A run of records:
========

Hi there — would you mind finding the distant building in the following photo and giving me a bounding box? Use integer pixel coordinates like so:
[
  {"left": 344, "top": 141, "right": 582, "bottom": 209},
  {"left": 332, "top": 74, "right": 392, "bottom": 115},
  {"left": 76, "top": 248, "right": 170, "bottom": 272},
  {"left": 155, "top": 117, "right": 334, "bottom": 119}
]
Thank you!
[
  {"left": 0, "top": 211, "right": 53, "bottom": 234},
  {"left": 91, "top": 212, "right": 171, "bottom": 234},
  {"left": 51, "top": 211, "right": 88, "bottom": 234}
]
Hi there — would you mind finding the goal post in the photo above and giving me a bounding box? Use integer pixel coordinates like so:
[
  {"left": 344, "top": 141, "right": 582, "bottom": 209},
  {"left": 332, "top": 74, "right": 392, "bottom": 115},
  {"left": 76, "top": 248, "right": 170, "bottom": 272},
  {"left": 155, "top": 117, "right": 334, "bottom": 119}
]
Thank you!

========

■ REQUEST ■
Retype the entries exactly, including every line.

■ SOLVED EXERCISE ■
Hi there — would you mind finding the distant building in the following photo and giving me a bounding box? Use integer pixel coordinates like so:
[
  {"left": 344, "top": 141, "right": 582, "bottom": 209},
  {"left": 332, "top": 74, "right": 392, "bottom": 115},
  {"left": 76, "top": 248, "right": 170, "bottom": 272},
  {"left": 155, "top": 117, "right": 334, "bottom": 119}
]
Thank you!
[
  {"left": 0, "top": 211, "right": 53, "bottom": 234},
  {"left": 91, "top": 212, "right": 171, "bottom": 234},
  {"left": 51, "top": 211, "right": 88, "bottom": 234}
]
Hi there — would you mind finding the goal post in the photo above and giving me a bounding box? Use integer pixel coordinates like so:
[
  {"left": 344, "top": 141, "right": 582, "bottom": 209},
  {"left": 332, "top": 74, "right": 392, "bottom": 115},
  {"left": 76, "top": 248, "right": 170, "bottom": 272},
  {"left": 155, "top": 117, "right": 334, "bottom": 119}
]
Thank you!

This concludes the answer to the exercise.